- [QUOTED PASSAGE]
=-=-=-=-=

This argumentative caste is quite common.  Take the law of nuisance, which embodies the principle that because certain kinds of activity are a nuisance, those affected by the nuisance have a right either to stop or abate it, or to obtain compensation.  Here is how an argument might progress where A wishes to build a glue factory in a suburban area.  We would suppose that A has a putative right to do so without the expense of having to pay compensation to anyone affected by the pollution.  (Why?  Because of the supposition in favour of freedom in a democracy).  We would then calculate the impact in that suburb on that supposition.  There will come a point where a balance has to be struck between a general right A has to act freely, in his case, to produce glue, and the rights others have, say, to produce sensitive goods in a glue pollution-free atmosphere, or to breathe glue pollution-free air, or to continue to enjoy an attractive suburban landscape. In this way, attention to impact shapes the right to which A is eventually entitled.  The same argument applies for the law of negligence, which bases rights to compensation on the unreasonable behaviour of someone whose activity poses a potential danger to others.  To work out whether any litigant has been unreasonable we would look again at the impact of the litigant’s having that putative right.  Take driving a car; if A did not have a duty to make any judgements at all about the possible impact his driving could have on others, other drivers would be at risk.  It would be unfair to them.  That argument is such an obvious one that we tend to bury it within our normal assumptions about how we ought to behave socially.  In some legal systems, the principle that people should drive carefully is consigned either to the criminal law or to the censure of morality and the rights to compensation are determined only by the extent of injury.  The principle remains in one or other form, however: people have a right that people drive carefully, and the content of that right can be determined by measuring its impact on others.

=-=-=-=-=

- [GIVEN INFORMATION]
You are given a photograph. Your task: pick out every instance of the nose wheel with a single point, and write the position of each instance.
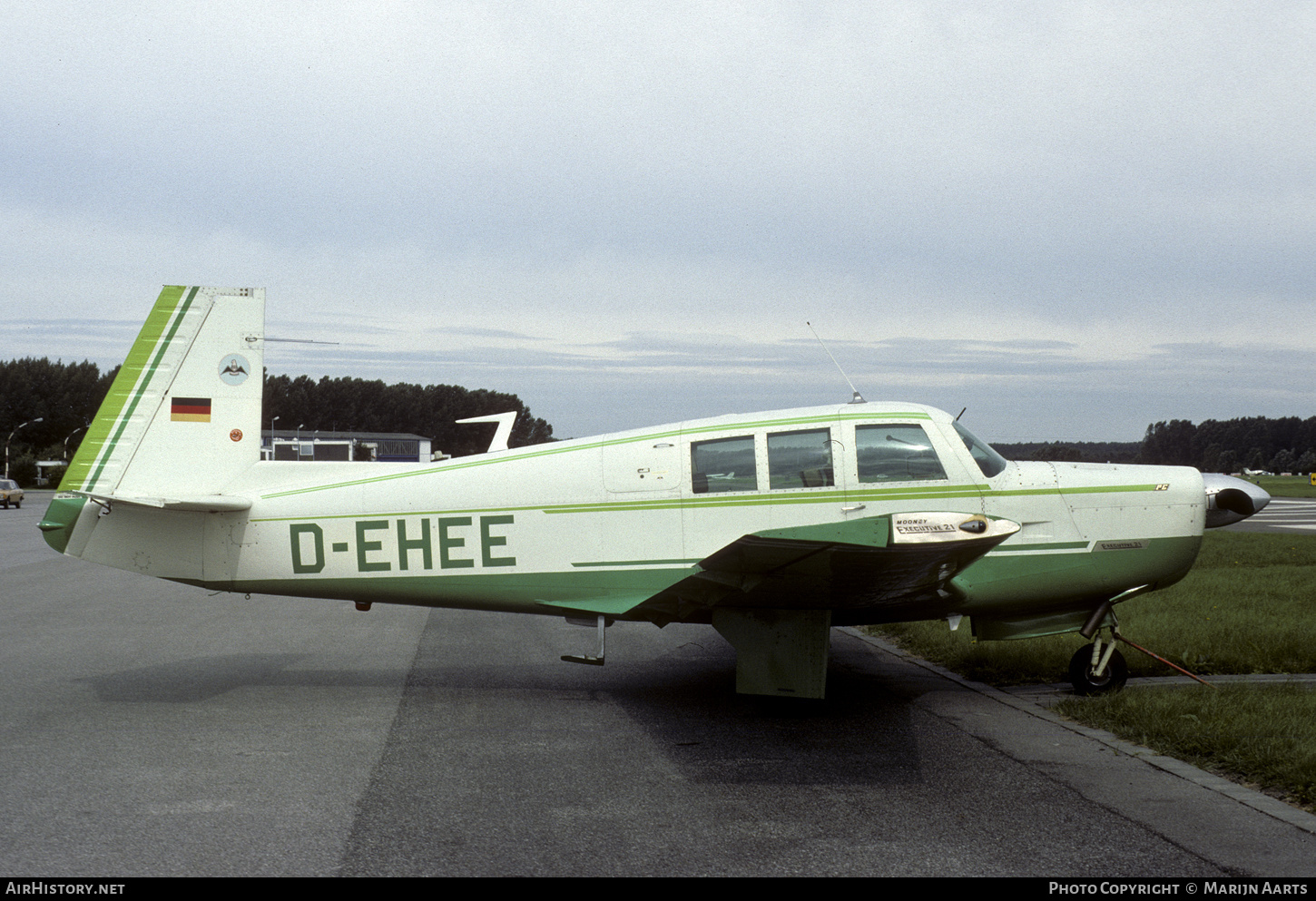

=-=-=-=-=

- [TASK ITEM A]
Using the passage on nuisance and negligence, answer each of these:
(i) What does A want to build, and where?
(ii) On what does the law of negligence base rights to compensation?
(iii) In some legal systems, what alone determines the rights to compensation?
- [TASK ITEM B]
Carry the passage on nuisance and negligence forward from its last sentence.
The material above is separate from the passage on nuisance and negligence.

- [YOUR RESPONSE A]
(i) A glue factory in a suburban area.
(ii) On the unreasonable behaviour of someone whose activity poses a potential danger to others.
(iii) The extent of injury.

- [YOUR RESPONSE B]
 

Conclusion


The argument of this paper forms a proposal as to how judges should decide cases.  That proposal reaches several conclusions: a. that democratic judging should form the central understanding of the judicial role; b. that judges should only decide rights in a disputes between litigants; c. that most meanings of ‘policy’ are consistent with the view that judges should decide on rights grounds only; d. that strategic arguments for community states of affairs, such as an improved environment, or an improved economy, which are states of affairs to which no one has a right, are alien to the judicial function; f. the functions of producing policy are appropriately discharged – that is, without distorting the judge’s moral role - by other institutions within a democracy, significantly the legislature.